## Start

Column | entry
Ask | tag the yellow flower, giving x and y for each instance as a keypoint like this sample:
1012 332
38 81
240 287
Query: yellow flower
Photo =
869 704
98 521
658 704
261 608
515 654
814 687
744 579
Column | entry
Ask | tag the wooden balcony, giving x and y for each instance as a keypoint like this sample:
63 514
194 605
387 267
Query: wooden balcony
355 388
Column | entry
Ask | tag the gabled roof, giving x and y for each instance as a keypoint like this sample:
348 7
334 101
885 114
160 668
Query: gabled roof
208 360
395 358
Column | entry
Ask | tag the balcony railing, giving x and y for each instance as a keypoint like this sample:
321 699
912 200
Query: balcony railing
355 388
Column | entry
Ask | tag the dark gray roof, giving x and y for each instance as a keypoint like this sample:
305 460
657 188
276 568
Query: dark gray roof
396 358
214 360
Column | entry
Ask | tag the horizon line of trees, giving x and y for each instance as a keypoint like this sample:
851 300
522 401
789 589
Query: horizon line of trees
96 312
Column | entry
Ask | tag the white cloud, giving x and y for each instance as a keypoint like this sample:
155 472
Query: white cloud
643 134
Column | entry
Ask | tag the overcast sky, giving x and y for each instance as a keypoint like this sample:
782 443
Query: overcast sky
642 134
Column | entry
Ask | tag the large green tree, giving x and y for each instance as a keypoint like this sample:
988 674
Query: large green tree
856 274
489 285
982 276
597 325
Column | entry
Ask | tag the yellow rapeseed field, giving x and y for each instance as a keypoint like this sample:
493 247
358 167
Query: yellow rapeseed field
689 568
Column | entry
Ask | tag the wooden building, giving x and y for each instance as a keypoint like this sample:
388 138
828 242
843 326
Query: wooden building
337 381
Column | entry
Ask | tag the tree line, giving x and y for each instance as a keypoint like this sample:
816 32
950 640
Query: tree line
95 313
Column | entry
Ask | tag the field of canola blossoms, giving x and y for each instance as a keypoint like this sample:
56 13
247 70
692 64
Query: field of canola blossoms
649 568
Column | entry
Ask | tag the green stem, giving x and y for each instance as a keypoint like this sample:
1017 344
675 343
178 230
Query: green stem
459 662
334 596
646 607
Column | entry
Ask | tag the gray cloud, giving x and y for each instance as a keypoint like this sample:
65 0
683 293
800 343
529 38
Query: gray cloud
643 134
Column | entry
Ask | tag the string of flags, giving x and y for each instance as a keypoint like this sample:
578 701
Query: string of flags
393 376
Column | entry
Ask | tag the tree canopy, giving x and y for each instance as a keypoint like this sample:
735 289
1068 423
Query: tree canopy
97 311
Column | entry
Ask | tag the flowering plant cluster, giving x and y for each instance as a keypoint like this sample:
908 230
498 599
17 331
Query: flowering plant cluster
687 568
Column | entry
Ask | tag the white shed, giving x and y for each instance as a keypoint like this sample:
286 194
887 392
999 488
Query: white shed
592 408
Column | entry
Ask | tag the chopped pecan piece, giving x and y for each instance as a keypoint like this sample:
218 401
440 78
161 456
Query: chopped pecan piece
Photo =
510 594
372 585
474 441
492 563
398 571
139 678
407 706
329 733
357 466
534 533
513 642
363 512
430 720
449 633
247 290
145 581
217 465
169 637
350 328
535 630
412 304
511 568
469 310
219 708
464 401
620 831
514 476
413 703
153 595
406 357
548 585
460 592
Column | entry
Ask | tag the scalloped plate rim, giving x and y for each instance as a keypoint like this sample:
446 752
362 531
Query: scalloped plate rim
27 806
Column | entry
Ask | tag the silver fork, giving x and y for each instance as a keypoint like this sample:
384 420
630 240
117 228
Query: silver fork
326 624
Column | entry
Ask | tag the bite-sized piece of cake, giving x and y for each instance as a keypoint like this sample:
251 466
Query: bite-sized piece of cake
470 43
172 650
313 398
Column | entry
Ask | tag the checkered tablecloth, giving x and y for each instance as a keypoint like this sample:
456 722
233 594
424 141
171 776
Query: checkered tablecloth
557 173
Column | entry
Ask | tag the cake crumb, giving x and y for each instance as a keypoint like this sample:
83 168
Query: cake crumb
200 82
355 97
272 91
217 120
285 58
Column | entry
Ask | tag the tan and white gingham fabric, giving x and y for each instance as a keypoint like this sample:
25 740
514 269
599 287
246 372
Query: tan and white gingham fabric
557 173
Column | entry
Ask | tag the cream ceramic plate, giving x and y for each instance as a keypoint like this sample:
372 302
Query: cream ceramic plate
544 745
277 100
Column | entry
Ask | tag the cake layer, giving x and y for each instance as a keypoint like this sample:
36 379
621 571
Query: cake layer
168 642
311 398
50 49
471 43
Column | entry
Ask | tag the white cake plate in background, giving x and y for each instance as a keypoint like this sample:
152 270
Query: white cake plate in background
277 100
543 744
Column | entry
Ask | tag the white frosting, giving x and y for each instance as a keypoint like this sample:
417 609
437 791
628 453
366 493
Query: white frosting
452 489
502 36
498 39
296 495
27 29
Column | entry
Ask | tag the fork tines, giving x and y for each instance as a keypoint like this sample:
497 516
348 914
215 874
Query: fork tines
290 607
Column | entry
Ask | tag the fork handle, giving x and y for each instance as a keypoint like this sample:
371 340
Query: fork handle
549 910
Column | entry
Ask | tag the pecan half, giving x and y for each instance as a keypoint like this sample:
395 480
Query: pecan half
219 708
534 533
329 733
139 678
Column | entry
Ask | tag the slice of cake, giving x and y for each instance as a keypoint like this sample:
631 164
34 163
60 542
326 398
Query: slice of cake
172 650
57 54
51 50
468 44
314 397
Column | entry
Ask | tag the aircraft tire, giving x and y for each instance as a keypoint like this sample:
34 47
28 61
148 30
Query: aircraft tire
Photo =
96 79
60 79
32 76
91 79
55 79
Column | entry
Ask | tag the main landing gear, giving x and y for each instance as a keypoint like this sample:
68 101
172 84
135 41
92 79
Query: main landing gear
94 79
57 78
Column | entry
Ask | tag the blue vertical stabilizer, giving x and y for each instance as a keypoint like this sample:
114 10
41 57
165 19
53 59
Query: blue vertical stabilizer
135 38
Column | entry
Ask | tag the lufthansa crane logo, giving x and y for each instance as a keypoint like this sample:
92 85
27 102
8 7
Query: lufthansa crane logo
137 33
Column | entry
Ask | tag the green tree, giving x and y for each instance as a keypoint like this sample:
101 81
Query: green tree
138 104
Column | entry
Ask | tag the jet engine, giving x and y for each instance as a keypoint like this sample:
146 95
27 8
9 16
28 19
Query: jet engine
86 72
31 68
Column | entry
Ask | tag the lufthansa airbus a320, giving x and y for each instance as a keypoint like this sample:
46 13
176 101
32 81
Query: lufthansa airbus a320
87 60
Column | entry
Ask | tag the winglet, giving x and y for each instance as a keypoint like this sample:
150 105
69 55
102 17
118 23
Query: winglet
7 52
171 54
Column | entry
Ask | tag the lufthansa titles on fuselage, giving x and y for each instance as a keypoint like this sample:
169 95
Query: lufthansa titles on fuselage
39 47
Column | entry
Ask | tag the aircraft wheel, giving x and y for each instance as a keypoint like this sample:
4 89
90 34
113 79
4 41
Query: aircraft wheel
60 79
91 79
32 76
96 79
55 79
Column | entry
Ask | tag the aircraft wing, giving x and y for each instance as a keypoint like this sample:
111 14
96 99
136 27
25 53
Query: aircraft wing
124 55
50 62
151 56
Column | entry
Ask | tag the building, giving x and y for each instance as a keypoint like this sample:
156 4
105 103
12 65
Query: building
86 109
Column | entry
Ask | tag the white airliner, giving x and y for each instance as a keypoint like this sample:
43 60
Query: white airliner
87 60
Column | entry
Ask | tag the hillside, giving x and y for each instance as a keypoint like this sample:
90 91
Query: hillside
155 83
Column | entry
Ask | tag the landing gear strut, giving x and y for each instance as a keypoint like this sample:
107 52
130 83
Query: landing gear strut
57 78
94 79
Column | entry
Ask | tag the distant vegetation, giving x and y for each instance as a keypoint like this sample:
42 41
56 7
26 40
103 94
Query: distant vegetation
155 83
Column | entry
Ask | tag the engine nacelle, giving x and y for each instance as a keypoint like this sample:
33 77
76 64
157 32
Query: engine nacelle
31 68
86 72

## End

- **WHAT NEEDS TO BE DONE**: Select every line of the data above that contains the string "fork", and copy each one out in full.

- **TASK RESPONSE**:
Ask | tag the silver fork, giving x and y for each instance as a keypoint like this sample:
Query: silver fork
Ask | tag the fork tines, giving x and y for each instance as a keypoint like this sample:
Query: fork tines
Ask | tag the fork handle, giving x and y for each instance as a keypoint like this sample:
Query: fork handle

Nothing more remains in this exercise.